Word for word, write the records out again, but omit each picture.

(Data for review)
+++

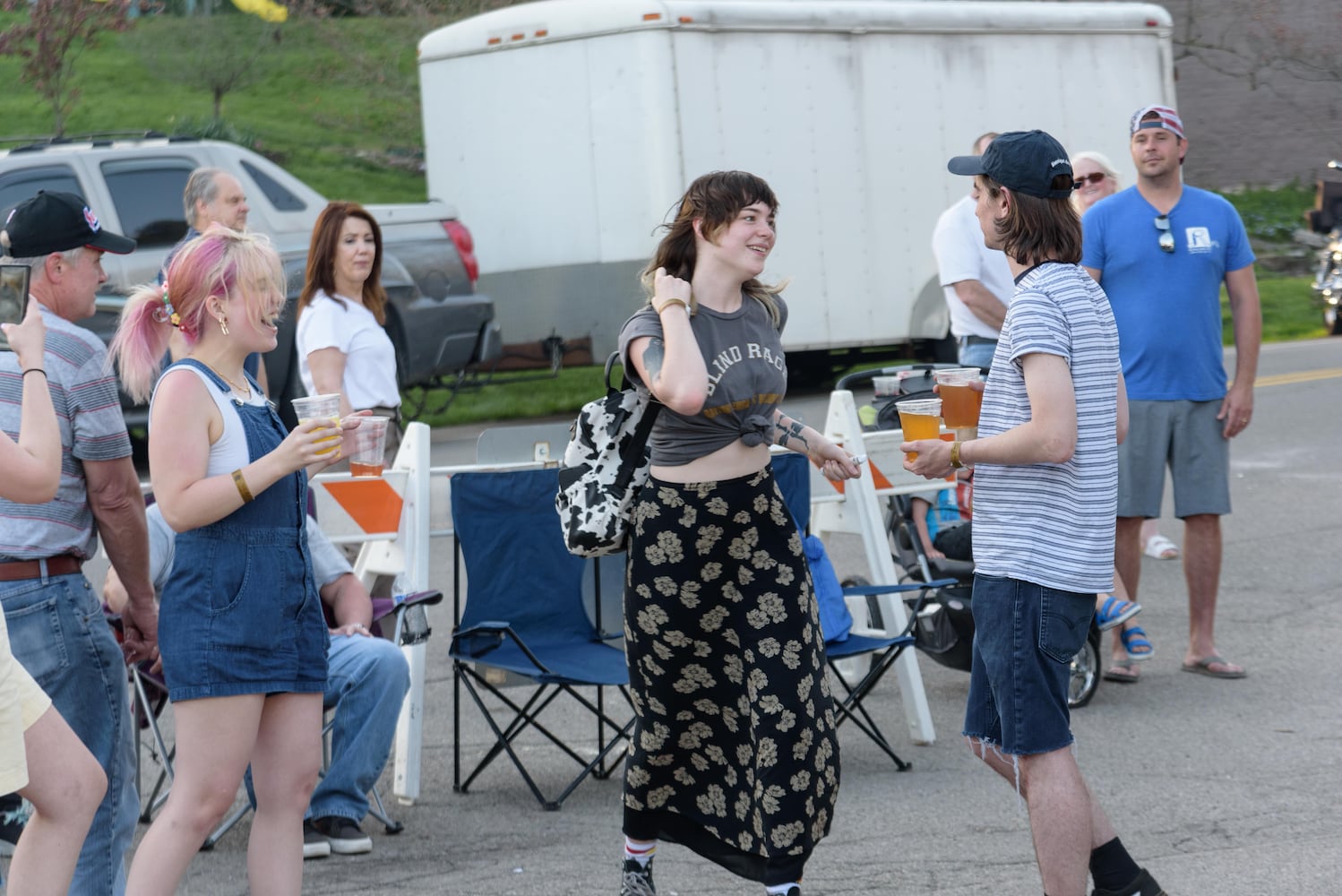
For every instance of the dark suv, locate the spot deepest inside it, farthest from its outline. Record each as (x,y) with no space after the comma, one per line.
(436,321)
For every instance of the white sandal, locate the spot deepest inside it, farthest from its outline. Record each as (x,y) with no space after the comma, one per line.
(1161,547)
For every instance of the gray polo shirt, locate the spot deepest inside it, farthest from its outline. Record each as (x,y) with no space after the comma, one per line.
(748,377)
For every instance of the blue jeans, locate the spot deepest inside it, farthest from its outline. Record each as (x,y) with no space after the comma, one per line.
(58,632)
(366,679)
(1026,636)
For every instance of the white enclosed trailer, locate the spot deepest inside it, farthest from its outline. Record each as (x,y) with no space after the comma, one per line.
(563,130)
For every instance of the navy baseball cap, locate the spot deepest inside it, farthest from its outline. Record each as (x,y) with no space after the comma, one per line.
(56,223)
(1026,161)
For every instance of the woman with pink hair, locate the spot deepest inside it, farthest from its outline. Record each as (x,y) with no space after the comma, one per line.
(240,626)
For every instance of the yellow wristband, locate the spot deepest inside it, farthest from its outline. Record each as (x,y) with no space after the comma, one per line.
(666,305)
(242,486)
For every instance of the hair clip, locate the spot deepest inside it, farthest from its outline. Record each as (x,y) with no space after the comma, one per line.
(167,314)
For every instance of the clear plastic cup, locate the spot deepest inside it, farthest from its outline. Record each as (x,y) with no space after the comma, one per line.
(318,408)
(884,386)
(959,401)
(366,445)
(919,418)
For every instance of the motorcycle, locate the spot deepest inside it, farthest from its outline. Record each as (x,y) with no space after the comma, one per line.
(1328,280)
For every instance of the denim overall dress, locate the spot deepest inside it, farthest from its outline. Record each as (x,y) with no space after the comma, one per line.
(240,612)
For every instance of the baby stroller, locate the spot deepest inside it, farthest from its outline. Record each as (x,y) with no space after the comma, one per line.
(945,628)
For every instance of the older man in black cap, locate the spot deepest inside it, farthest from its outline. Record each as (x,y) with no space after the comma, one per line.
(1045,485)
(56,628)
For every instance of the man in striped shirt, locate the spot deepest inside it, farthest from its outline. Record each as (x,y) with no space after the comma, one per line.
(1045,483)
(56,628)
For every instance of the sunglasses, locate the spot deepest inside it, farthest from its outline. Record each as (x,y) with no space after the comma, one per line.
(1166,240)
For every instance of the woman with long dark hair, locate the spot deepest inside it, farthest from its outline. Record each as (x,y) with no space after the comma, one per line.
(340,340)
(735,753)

+++

(Answer)
For every instance of the dark suv, locate the spot deepest inside it, farthest from its outline. Record each as (x,y) with no space after the comma, one per line.
(436,321)
For every instance of the white sandal, locate the spot deepest inside it, farthest from its outline. Record each as (x,y) with no space after the comma, one per line.
(1161,547)
For every instance of the gray polo shirt, locate the spot deepest inside it, farthest from its outline. Record each as (x,y) with no space after the comma, one per line.
(748,377)
For every instance of the blue jeans, locate the spot deepest inside it, farthest from its outline. Record each as (x,y) with no space after the comma, one per line.
(58,632)
(366,679)
(1026,636)
For every instance of the white enclosed trailer, locate the spot deepest inside it, farthest from its outline. Record each as (x,y) with no space after the comma, one per line.
(563,130)
For every instance of the navy baseball cap, locate the spot deepest inside it, farthest from its outline. Record each as (x,y) with no space after the comma, one per line.
(56,223)
(1026,161)
For every instance of the woman with pink hair, locate the spot deepest inside it, farthest from its outline. Record each as (x,y) with no space after the comma, one per line.
(240,626)
For every instance of the yellow wristband, locate the spot deepest inside it, farthest from its outline. Record each as (x,y) with no space after the comma, one per line.
(666,305)
(242,486)
For every instance of the hair clip, locate the spot deepest inside it, farthest from its outline. Record each as (x,y) with no space after the comma, one per line.
(167,314)
For every instance of the clear plastic cup, locate the spot deepest inside it, farthest from its outline. Record each as (x,y) with no space after the comma, one per line.
(318,408)
(884,386)
(959,401)
(366,445)
(919,418)
For every instance of the motorcycle, locate the spot deepest inside it, farthest from its outline. Record each as (x,y) with no space after the comma, one per line.
(1328,280)
For every instance of the denim overall dress, locate the spot deepest inside it, farthest from its outline. Record each as (x,y) with no space after the comma, one per line.
(240,612)
For every instance of the baby stroller, locate the spot deepest inside it, farthest from its outline. Record each as (x,y) with no space after the comma, one per line.
(945,628)
For every instance of the older man in black cap, locate the spot deepest inside it, farthest from its outline. Record each as (x,y) with no space after the comma, one per line.
(1045,485)
(56,628)
For every instance of the man in striped shirt, locate the spot deepest inside it, farthest from its outline. Record each as (x,y) with no space after the comma, one per line.
(1045,483)
(56,628)
For every instance of the sunglasses, locate the spot deepest inside it, farthest from its outline. Record each as (x,y) with no space after the comma, one per line.
(1166,240)
For every instance of the woman with long dark hair, locate the spot deepest inside it, farthest from its outline. Record each as (x,y) with no space after the comma, one per line.
(340,340)
(735,753)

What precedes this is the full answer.